## [Work to complete]
A) From the article below on being honest with children, list every character it names as magical in a child's world.
B) Decide whether each statement agrees with the article below on being honest with children. Answer yes or no for each, quoting the deciding words. (i) The article appeared in March 2018 in The Other Paper. (ii) The article allows that parents may sometimes avoid honesty about death. (iii) The article states that children trust their teachers more than anyone else.

“There is No Stork” and  “Rover Did Not Go Live on a Farm”

Published March, 2018 in The Other Paper, written by Ellen M. Drolette

Children trust their parents more than anyone else in the world. They also expect that when they ask questions that they will get
honest answers.  Some things are magical about a child’s world like the tooth fairy, Easter bunny, and Santa Claus.  At some point,
children reach an age and ask “Is Santa Claus real?” As their most trusted, we teach them about the magic of each of these characters and the history behind them. 

In the lives of children, parents should ALWAYS be honest about birth and death.  It is hard to explain, it is complicated, and it is difficult to put into words.  How many times have you heard a young child ask how a baby got in a mommy’s belly and how it is coming out? No, the stork is not dropping off the baby, and the baby did not all of a sudden just appear in the belly.  It is hard to find the right words for tough conversations.  That is why some fantastic authors did that work for us.  They take the difficult questions and make it easy for us to answer.

## [Dataset records]

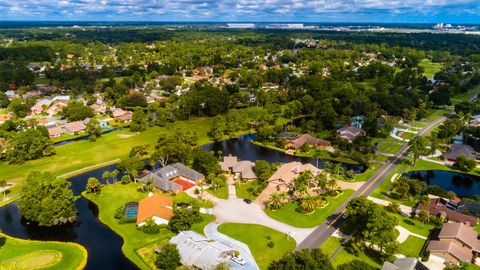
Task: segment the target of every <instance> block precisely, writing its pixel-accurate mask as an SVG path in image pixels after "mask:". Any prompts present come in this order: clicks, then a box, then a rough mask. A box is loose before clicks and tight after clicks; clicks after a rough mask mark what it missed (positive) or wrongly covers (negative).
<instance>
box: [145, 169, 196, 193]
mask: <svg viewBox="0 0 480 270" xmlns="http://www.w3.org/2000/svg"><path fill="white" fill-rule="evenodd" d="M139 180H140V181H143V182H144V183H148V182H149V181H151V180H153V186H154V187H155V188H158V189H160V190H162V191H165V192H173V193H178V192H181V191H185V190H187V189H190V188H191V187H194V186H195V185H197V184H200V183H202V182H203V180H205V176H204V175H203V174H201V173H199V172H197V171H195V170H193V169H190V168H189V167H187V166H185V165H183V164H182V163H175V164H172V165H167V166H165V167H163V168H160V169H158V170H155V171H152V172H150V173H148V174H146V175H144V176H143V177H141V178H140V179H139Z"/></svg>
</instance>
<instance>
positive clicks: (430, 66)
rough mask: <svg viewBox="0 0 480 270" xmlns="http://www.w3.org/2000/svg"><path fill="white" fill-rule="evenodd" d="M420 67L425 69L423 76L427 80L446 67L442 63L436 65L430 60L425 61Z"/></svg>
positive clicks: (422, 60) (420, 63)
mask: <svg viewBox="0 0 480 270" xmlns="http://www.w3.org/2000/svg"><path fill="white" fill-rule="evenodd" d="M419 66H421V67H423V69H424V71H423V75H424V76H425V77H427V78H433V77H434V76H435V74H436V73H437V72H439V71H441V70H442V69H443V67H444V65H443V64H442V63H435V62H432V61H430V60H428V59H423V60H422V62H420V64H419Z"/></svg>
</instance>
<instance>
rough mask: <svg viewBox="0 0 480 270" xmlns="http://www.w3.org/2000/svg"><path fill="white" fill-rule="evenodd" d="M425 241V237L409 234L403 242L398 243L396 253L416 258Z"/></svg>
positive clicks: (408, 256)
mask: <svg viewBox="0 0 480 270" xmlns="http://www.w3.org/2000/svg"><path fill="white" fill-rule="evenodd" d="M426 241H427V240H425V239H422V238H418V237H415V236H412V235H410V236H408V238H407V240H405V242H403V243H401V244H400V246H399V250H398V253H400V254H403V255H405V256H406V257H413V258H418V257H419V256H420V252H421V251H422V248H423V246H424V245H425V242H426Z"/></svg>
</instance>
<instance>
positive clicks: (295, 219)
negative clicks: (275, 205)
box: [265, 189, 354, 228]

* * *

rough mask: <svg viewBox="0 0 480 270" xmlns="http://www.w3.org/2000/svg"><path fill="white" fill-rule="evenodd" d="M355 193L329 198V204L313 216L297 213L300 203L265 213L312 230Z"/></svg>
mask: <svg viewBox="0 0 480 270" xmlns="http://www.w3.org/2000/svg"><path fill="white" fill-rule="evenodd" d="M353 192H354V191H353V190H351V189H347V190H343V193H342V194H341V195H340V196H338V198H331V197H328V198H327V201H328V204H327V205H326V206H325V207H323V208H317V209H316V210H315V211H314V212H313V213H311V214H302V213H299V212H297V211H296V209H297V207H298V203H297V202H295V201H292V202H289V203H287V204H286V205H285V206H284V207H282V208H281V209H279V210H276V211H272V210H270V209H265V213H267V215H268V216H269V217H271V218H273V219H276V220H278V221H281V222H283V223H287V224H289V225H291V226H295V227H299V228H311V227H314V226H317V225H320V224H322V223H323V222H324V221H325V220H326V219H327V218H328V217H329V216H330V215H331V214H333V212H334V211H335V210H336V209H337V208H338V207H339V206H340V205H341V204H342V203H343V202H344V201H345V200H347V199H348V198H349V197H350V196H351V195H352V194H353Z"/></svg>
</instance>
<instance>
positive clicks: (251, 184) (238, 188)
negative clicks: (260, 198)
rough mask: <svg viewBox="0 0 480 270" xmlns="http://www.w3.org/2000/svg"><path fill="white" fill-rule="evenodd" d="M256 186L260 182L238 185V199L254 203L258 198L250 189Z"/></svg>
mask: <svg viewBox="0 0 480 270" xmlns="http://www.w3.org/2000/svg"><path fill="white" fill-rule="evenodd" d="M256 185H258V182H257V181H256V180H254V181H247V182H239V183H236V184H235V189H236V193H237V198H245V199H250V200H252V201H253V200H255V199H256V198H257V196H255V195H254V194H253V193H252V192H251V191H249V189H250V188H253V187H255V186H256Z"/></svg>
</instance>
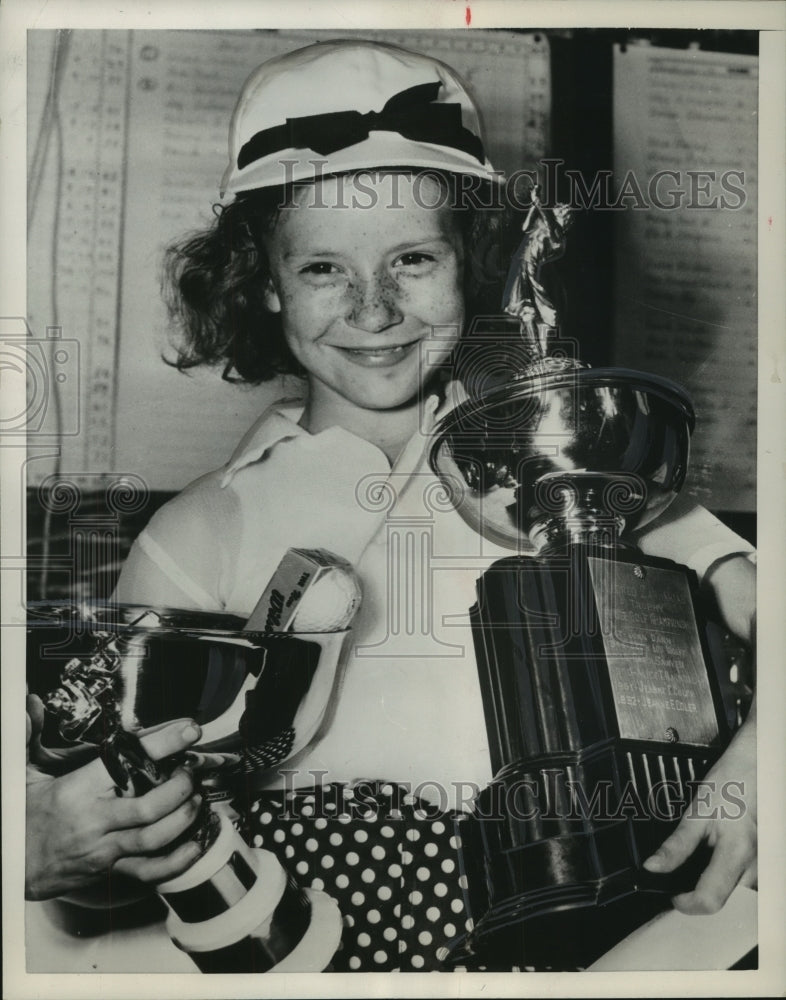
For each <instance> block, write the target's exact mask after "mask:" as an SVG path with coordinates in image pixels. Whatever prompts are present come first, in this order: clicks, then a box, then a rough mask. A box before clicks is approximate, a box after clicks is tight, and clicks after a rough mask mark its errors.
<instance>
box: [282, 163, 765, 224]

## [Task responses]
A)
- tooth fairy
- Easter bunny
- Santa Claus

B)
(i) Yes: "Published March, 2018 in The Other Paper"
(ii) No: "parents should ALWAYS be honest about birth and death"
(iii) No: "Children trust their parents more than anyone else in the world."